Work item A
Please rewrite the paragraph that begins "Barr’s unwavering support" from the piece on federal executions as a shorter paragraph, keeping its main facts.
Work item B
In the piece on federal executions, change "thundered" to "declared" in the passage starting at "Barr’s unwavering support" and ending at "with Catholic teaching.".

Quoted passage
The bleak irony of hearing executions referred to as “a public health nightmare” aside, Grey Ellis’s summary underscores the cruelty at the heart of the administration’s decision: in its insistence on fast-tracking these executions before Trump’s term expires, it has not only upended decades of historical precedent and declining public support for the death penalty, but also jeopardized the health and safety of those hundreds of people involved.

Thus we end up with such disturbingly dystopian summaries as the one written by the Guardian’s Ed Pilkington: “Unlike death penalty states, the federal government insisted on proceeding with executions. As a result, there was an eruption of Covid-19 cases at the Federal Correctional Complex in Terre Haute, Indiana which the DPIC [Death Penalty Information Center] report notes infected at least nine members of execution teams.” The phrase execution team as a job descriptor is chilling enough; add to this the lethality of a poorly managed pandemic, in which the administrators of death are themselves in danger of dying, and the vision of America at the end of 2020 becomes very dark indeed.

Barr’s unwavering support for the death penalty has set him at odds with the Catholic Church. Barr is a practicing Catholic of the “siege mentality” variety—the type of Catholic who feels he is constantly under attack by a phantom army of secularists and “elites.” “Secularists have been continually seeking to eliminate laws that reflect traditional moral norms,” he thundered during a 2019 address at the University of Notre Dame. Less than one year later, he seems to have no problem transgressing the “moral norm” spelled out so clearly in statements by the last three popes that the death penalty is incompatible with Catholic teaching.

There are those who will hedge and equivocate, saying that Barr, as an agent of the state, is only doing his part to uphold the law. This would be partly understandable if he demonstrated any remorse for what he has done; if, in one of his public statements, he even gestured toward something like compunction on behalf of those 10 men and women whose opportunity for conversion he has so far foreclosed. But he has not done anything of the sort. “I think the way to stop the death penalty is to overturn the death penalty,” he said breezily during a recent interview with the Associated Press. “But if you ask juries to impose it, and juries impose it, then it should go ahead.”

Supplied material
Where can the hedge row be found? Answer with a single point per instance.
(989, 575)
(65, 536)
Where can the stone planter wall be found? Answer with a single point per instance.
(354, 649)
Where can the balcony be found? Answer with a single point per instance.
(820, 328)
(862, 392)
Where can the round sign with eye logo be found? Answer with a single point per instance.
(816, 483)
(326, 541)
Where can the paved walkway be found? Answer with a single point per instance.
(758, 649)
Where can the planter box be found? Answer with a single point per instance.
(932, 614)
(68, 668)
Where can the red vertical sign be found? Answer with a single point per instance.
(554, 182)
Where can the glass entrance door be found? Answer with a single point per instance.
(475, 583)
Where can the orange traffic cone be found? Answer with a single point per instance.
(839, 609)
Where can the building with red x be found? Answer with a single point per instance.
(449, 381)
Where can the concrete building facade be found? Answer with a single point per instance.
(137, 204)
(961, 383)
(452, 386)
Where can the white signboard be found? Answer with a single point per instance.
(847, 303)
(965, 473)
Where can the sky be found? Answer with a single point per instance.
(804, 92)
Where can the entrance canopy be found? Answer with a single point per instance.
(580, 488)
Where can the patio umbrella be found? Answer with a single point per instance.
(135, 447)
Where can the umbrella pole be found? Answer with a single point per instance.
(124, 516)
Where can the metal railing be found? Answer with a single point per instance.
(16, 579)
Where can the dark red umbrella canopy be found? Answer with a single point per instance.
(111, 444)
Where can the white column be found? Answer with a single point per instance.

Exercise solution A
Barr's firm backing of the death penalty puts him in conflict with the Catholic Church. He is a practicing Catholic with a "siege mentality" who sees himself as under attack from secularists and "elites." In a 2019 speech at the University of Notre Dame, he accused secularists of trying to eliminate laws that reflect traditional moral norms. Less than a year later, he is breaking the "moral norm" stated by the last three popes: the death penalty is incompatible with Catholic teaching.

Exercise solution B
Barr’s unwavering support for the death penalty has set him at odds with the Catholic Church. Barr is a practicing Catholic of the “siege mentality” variety—the type of Catholic who feels he is constantly under attack by a phantom army of secularists and “elites.” “Secularists have been continually seeking to eliminate laws that reflect traditional moral norms,” he declared during a 2019 address at the University of Notre Dame. Less than one year later, he seems to have no problem transgressing the “moral norm” spelled out so clearly in statements by the last three popes that the death penalty is incompatible with Catholic teaching.